- **JOB 1**:
Express the records below as a JSON list of strings, one string per line, with blank lines left out. Begin at the line that contains "The service MUST return one point per instance of the white" and stop after the last line of the records.

- **SELECTION**:
::::::::
# Interesting article: How much pms do you need?



## Immolatus (Feb 20, 2011)

From ZH, with chart pr0n included!

If you look through all the comments, a decent amount of these people are preppers.


----------



## The_Blob (Dec 24, 2008)

well, the silver chart COULD be screwed up... it assumes the current 51-1 ratio and NOT the historical 17-1 ratio (either scenario is possible)

if the historical ratio makes a comeback then you would only need about 1/3 in silver as the chart says, yet the SAME amount for Gold...


----------



## Immolatus (Feb 20, 2011)

Good point.


----------



## k0xxx (Oct 27, 2011)

"How much pms do you need?" Not a dang bit, I get enough of that from my wife... But seriously, The_Blob makes an excellent point. 

I had never sat down and figured it on a expense/ounce ratio before. If the charts are correct the way they are, then I'm in a good position for quite a few years. If silver goes back to it's historical ratio, then even better!


----------



## AKPrepper (Mar 18, 2011)

k0xxx said:


> "How much pms do you need?" Not a dang bit, I get enough of that from my wife... But seriously, The_Blob makes an excellent point.
> 
> I had never sat down and figured it on a expense/ounce ratio before. If the charts are correct the way they are, then I'm in a good position for quite a few years. If silver goes back to it's historical ratio, then even better!


Dang, you beat me to it.  Been married for 31 years....had about all the pms I ever care to get..........


----------
::::::::
- **JOB 2**:
List the usernames of everyone who posts in the forum thread.

[Excerpts from point annotation data]
::::::::
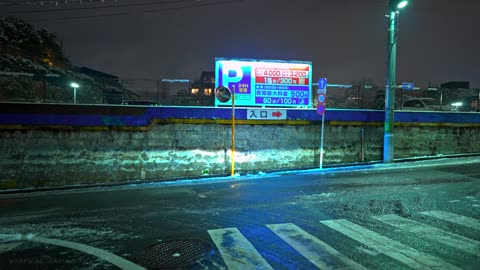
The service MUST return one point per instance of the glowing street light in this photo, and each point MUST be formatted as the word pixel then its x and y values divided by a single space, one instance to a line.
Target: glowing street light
pixel 388 142
pixel 75 86
pixel 402 4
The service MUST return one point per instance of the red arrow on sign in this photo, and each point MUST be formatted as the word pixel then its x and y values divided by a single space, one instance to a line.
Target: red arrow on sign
pixel 276 114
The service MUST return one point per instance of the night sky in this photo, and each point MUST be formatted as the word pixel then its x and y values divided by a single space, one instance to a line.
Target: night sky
pixel 439 40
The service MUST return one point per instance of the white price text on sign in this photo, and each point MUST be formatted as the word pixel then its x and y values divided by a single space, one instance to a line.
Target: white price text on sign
::::::::
- **EXERCISE OUTPUT 1**:
[
  "The service MUST return one point per instance of the white price text on sign in this photo, and each point MUST be formatted as the word pixel then its x and y values divided by a single space, one instance to a line.",
  "Target: white price text on sign"
]

- **EXERCISE OUTPUT 2**:
Immolatus
The_Blob
k0xxx
AKPrepper